Data yang diambil dari sebuah kumpulan
::::::::
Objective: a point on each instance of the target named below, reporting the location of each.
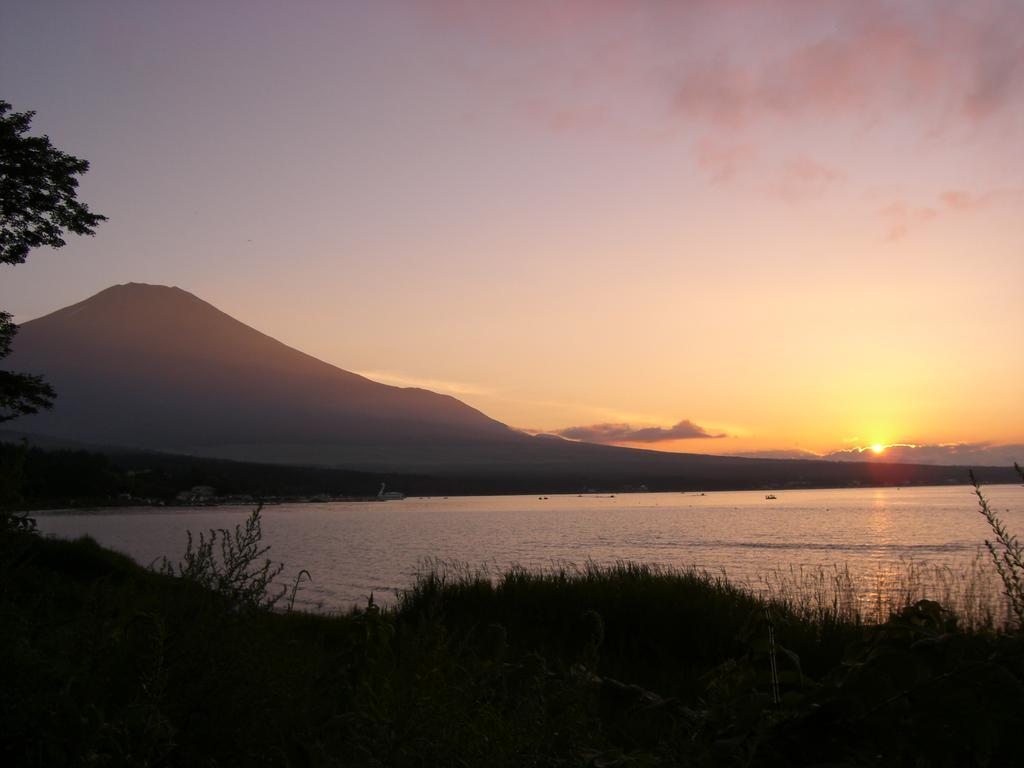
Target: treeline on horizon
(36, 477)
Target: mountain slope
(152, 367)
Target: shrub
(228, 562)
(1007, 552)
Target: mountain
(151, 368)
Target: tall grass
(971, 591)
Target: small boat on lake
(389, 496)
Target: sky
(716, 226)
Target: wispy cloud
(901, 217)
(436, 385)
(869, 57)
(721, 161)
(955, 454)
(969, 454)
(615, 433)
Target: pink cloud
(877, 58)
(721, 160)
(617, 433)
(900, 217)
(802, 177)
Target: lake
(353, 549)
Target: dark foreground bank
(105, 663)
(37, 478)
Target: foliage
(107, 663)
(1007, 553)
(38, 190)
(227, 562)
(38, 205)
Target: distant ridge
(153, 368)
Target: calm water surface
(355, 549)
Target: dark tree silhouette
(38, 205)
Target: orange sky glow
::::::::
* **Yang Diminta**:
Tulis lagi baris-baris material mulai dari baris yang memuat "Target: dark foreground bank" sampai akhir material, tapi ganti "foliage" dengan "leaves". Bagian lainnya jangan diubah.

* **Penyelesaian Tugas**:
Target: dark foreground bank
(105, 663)
(37, 478)
Target: leaves
(107, 663)
(1007, 553)
(38, 190)
(227, 562)
(38, 205)
Target: distant ridge
(153, 368)
Target: calm water surface
(355, 549)
Target: dark tree silhouette
(38, 205)
Target: orange sky glow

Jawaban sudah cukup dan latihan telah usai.